---------- Excerpt provided ----------

So if Oxford was the anonymous author, Howe should have said "William
Shakespeare, Earl" ? This wouldn't make sense.
Just what DID Howe know about "William Shakespeare" ? As Mark says:
"You offer no proof that Edmund Howe knew the man behind the name"
>The whole Oxfordian case is so preposterous, and it's distressing to see
>someone of Mark Alexander's intelligence wasting so much time defending
>it.
Yes...indeed "preposterous". Why would Jacobi, Gielgud, or Mark Rylance
waste their time defending it ? Are they just as "intelligent" as Mark ?
Pity.
>I would cite only two points:
>
>[1] There is no documentary evidence from Oxford's lifetime (or even
>for, let's say, seven to ten years after his death) connecting Oxford
>with the Globe Theater, with the plays of the First Folio, or with
>anything else identified in print or by contemporaries as being written
>by "William Shakespeare."
You are mistaken.
There are many connections (circumstantial of course) between Oxford and
the Folio. Ogburn documents many. Oxford's son-in-Law and brother of same,
were the likely publishers of the Folio (the Earls to whoem the Folio was
dedicated). Oxford's daughter was also linked as friend of Ben Jonson,
(who has been described coincidentally as Horatio.. remember Hamlet's plea
to Horatio ?).
Oxford has been acknowledged as THE leading patron of the arts by
a Stratfordian Prof. May ? or Booth ? (I forget). Curiously, although
Oxford has connections by employment (ie. Lyly) or dedications with
many of the leading poets and writers of his time.. there is no known
connection with William Shakespeare the great poet/playwright OR poor Will
of Stratford. Why ? There is a simple answer.
>[2] The argument that any identification of William Shakespeare as the
>author of the plays of the First Folio must date from before his death
>is a bogus argument.
Nope. The seemingly conspicuous absence of evidence linking poor Will
of Stratford to the plays BEFORE his death, is evidence in support of his
>The recollections and statements, both public and
>private, of people who knew him and worked with him, are valid evidence
>regardless of when they were written down. Statements made by people who
>knew people who knew Shakespeare are also valid evidence, though less
>solid. Statements made by people living in 1998 are of no evidentiary
>value whatsoever.
>
>The whole Oxfordian case depends on a purely subjective judgement that
>the son of a small-town glovemaker and alderman could not possibly have
>the intellectual attainments required to write the plays.
As long as you subscibe to some version of the author as "hack fiction
writer" who learned all the classical, geographic, law, language,
courtier slang, and noble pursuits, he needed from books or actors or
his buddies at the tavern, than you will continue to believe in poor Will
as author.
The argument is NOT purely subjective. Legitimate, respectable,
EVEN Stratfordian scholars, have for over a century portrayed the
author as possessing not just a brilliant mind but a tremendous
education. One that simply does not match poor Will's background.
> The evidence,
>in typical conspiracy-theory fashion, is twisted to fit the foregone
>conclusion. In this frame of mind positive evidence that contradicts the
>theory becomes metamorphosed into further evidence that there WAS a
>conspiracy -- otherwise how could the evidence exist?
>
>That way madness lies.
Or truth.
Regards, Peter.
(T.R. writing:)

----------

◆ The tasks
(A) Reproduce the part of the excerpt on the Shakespeare authorship debate that opens with the words containing "The argument is" and closes with "Regards, Peter.".
(B) Summarize the excerpt on the Shakespeare authorship debate in two sentences.
These entries were drawn from a separate source.

---------- Extracted data ----------

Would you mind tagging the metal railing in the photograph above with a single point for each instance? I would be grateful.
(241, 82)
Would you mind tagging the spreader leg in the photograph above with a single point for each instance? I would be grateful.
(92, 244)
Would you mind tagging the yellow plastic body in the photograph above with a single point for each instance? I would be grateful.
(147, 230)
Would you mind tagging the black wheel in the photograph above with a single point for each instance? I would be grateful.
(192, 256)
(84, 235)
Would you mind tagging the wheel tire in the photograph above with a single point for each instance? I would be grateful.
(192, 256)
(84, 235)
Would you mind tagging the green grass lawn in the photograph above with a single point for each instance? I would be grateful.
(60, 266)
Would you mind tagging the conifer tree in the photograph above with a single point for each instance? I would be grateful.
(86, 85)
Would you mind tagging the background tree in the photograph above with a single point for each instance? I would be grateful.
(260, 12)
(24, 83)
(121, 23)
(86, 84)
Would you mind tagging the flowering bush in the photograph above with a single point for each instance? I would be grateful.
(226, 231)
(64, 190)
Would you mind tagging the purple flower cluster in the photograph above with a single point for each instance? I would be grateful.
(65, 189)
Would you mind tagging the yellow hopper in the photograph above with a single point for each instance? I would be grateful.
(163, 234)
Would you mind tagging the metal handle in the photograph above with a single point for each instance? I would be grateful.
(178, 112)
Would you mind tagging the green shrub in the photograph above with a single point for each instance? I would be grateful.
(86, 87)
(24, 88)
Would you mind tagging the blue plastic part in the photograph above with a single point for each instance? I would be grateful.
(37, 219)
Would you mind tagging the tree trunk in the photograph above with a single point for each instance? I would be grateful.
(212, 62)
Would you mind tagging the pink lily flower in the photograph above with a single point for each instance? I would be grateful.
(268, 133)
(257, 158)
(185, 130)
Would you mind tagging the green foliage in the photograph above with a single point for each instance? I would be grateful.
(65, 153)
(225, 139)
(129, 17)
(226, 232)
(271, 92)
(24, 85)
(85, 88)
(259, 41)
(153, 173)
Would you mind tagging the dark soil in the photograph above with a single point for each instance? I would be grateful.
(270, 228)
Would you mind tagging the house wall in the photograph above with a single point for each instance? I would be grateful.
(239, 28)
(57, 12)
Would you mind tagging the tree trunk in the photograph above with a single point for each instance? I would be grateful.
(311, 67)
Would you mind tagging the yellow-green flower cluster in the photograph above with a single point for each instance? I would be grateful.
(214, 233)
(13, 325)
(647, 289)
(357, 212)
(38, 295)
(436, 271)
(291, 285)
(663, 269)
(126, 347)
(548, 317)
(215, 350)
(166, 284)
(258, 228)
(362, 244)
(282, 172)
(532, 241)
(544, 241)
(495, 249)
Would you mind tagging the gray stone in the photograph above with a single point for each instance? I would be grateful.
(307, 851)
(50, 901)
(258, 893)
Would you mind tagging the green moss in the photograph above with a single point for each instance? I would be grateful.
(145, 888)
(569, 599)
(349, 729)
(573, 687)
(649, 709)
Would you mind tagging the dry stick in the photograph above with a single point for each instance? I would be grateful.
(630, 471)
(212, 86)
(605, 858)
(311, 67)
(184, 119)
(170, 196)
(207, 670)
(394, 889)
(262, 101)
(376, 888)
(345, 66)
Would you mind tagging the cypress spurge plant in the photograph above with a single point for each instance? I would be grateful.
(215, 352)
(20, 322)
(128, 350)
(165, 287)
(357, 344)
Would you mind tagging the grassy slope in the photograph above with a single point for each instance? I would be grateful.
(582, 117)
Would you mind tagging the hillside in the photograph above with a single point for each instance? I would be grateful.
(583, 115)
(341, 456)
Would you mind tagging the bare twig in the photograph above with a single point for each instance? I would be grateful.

----------

◆ Solutions to each task
(A)
The argument is NOT purely subjective. Legitimate, respectable,
EVEN Stratfordian scholars, have for over a century portrayed the
author as possessing not just a brilliant mind but a tremendous
education. One that simply does not match poor Will's background.
> The evidence,
>in typical conspiracy-theory fashion, is twisted to fit the foregone
>conclusion. In this frame of mind positive evidence that contradicts the
>theory becomes metamorphosed into further evidence that there WAS a
>conspiracy -- otherwise how could the evidence exist?
>
>That way madness lies.
Or truth.
Regards, Peter.

(B) The writer defends the Oxfordian case against a critic who calls it preposterous and says no documentary evidence from Oxford's lifetime connects him with the plays of the First Folio. The writer answers that there are many circumstantial connections between Oxford and the Folio, and that even Stratfordian scholars have portrayed the author as having a tremendous education that does not match the background of Will of Stratford.